→ **Set task**
Give again, word for word, only the lines from the one containing "the side skirt." through the final line.

→ **Data listing**
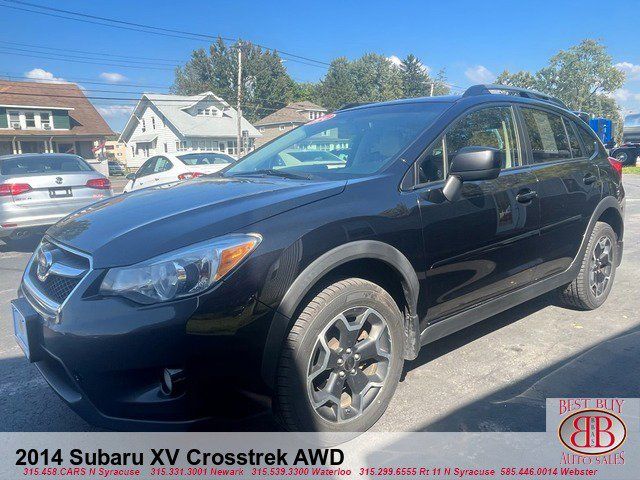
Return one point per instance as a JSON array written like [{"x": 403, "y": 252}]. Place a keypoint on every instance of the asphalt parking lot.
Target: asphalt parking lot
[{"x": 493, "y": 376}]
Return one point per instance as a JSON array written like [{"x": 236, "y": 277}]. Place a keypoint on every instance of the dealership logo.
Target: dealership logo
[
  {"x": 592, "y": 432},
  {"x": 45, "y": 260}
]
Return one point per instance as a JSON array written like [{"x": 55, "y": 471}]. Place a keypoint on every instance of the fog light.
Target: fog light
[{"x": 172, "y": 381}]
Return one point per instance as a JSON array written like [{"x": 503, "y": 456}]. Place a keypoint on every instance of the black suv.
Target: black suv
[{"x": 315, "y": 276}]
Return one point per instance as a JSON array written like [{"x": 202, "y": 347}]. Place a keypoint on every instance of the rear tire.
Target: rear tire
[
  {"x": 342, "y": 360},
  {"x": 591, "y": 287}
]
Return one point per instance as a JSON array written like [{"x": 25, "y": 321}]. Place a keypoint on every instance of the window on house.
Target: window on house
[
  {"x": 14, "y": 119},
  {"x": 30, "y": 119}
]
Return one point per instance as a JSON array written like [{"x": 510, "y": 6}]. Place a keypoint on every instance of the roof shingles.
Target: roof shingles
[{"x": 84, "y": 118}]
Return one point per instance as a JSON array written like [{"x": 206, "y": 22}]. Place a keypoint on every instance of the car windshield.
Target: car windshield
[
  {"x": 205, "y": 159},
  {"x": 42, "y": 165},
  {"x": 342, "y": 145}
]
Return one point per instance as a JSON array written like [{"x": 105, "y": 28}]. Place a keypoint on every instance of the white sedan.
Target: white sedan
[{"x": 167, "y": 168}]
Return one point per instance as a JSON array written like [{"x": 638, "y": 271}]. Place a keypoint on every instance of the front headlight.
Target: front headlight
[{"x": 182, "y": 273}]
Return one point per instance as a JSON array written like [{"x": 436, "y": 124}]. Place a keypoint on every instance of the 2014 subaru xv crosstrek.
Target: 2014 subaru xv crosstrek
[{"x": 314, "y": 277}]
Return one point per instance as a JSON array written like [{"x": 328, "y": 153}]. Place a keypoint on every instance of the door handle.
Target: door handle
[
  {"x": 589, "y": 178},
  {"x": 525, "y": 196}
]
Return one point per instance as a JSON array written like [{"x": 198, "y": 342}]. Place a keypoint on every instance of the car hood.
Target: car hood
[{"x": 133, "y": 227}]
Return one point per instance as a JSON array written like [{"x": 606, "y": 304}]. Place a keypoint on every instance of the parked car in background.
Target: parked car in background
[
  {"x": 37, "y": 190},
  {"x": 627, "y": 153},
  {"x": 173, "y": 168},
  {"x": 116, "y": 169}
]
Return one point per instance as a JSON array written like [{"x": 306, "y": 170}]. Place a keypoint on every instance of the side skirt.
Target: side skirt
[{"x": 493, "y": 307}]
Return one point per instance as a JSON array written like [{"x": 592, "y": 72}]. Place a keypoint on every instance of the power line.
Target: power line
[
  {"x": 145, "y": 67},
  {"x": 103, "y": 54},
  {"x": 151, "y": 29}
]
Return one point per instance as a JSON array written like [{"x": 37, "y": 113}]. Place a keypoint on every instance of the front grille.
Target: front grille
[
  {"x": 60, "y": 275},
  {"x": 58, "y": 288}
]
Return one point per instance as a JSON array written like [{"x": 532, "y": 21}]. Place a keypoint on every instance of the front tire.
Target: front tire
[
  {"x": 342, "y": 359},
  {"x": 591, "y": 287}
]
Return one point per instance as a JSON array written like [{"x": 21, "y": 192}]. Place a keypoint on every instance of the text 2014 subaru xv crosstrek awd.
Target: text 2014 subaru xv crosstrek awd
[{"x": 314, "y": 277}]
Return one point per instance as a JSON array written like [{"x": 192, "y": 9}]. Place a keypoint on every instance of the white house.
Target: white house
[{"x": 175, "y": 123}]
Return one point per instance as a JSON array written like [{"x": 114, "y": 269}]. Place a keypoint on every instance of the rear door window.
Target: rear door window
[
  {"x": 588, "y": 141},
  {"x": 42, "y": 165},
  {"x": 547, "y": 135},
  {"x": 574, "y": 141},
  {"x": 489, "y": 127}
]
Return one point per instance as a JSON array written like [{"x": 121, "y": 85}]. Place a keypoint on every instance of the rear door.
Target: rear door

→ **Final result**
Return one point per instance as a JSON array written like [{"x": 306, "y": 170}]. Place a keypoint on every instance of the side skirt.
Target: side skirt
[{"x": 493, "y": 307}]
Return one point per instance as a JSON array written like [{"x": 592, "y": 72}]. Place a keypoint on every instance of the power line.
Target: power line
[
  {"x": 145, "y": 67},
  {"x": 103, "y": 54},
  {"x": 151, "y": 29}
]
Return one point per instance as a JSON array written like [{"x": 37, "y": 113}]. Place a keypoint on every instance of the front grille.
Target: front grille
[
  {"x": 60, "y": 275},
  {"x": 58, "y": 288}
]
Return one point per instance as a JSON array written like [{"x": 532, "y": 21}]. Place a keypoint on every instance of the front tire.
Target: front tire
[
  {"x": 342, "y": 359},
  {"x": 591, "y": 287}
]
Return one point per instance as a JSON array written like [{"x": 21, "y": 192}]. Place a keypoint on every instance of the text 2014 subaru xv crosstrek awd.
Target: text 2014 subaru xv crosstrek awd
[{"x": 314, "y": 277}]
Return one point per instance as a JSON array written like [{"x": 192, "y": 9}]. Place a keypoint on every instance of the white house.
Target: white house
[{"x": 175, "y": 123}]
Return one point per instance as a JSON array written like [{"x": 114, "y": 269}]. Place a keypoint on every instance of the rear door window.
Target: rear door window
[
  {"x": 588, "y": 141},
  {"x": 42, "y": 165},
  {"x": 547, "y": 135},
  {"x": 574, "y": 141},
  {"x": 489, "y": 127}
]
Return one point per instance as a JSON array written like [{"x": 121, "y": 85}]. Place a keypoint on every instance of the rear door.
Target: rear door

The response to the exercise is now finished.